■ **PAGE TEXT**:
Toowong, an inner residential suburb, is four km south-west of central Brisbane. It is thought that the name was derived from an Aboriginal word describing a bird, or the call of a bird, possibly the Koel or Cooee bird, a species of Cuckoo. Its call is described as loud and mellow, not unlike a cooee.
With a backdrop of Mount Coot-tha and the Toowong Creek wending down to the Brisbane River, Toowong was an attractive place for settlement. Land sales for farms in both Milton and Toowong occurred in the 1850s, and by the 1860s the area was noted for villa estates along the river and on the ridges. Milton House (1854) was a notable early example. By 1862 the village of Toowong was a recognisable place, promoted by a cab driver who operated between there and Brisbane; he named the destination Toowong.
An Anglican church was opened in 1866 and in 1871 a resting place was chosen on the foothills of Mount Coot-tha for metropolitan Brisbane's deceased persons. Inner urban cemeteries had been a health concern for some years - Toowong had been recommended as a metropolitan facility in 1861 - and in 1871 Toowong received its first interment, Governor Blackall. The cemetery and several of its monuments are listed on the Queensland heritage register.
In 1875 the Brisbane to Indooroopilly (and Ipswich) railway line was opened, with a station at Toowong village. The Regatta Hotel was opened the same year, on River Road (Coronation Drive) overlooking Toowong Reach. Settlement became brisker, the Anglicans relocating from the wooden church (1866) in Curlew Street to the Stone Gothic revival edifice in High Street (1877) and a Primitive Methodist church opening in 1876.

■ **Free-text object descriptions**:
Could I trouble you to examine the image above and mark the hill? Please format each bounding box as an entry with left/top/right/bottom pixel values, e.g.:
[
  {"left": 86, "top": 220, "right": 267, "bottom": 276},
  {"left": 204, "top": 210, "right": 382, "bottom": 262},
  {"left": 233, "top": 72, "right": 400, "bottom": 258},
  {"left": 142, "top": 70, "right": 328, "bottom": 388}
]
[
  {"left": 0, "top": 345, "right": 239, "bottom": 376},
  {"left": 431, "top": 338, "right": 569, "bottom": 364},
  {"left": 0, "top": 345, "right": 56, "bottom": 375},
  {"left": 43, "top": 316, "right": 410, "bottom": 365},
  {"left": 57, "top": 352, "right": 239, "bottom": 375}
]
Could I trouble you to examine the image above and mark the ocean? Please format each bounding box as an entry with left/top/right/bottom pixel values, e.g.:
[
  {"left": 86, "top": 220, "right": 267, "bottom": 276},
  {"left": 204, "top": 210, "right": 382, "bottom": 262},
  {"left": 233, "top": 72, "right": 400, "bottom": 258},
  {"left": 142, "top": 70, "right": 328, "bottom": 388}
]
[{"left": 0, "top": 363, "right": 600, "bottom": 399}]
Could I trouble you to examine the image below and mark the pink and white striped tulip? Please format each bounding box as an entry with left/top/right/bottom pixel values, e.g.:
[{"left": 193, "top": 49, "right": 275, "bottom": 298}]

■ **WHAT YOU ARE ASKED TO DO**:
List every street or road named in the Toowong history text.

■ **SOLUTION BELOW**:
Curlew Street
High Street
River Road (Coronation Drive)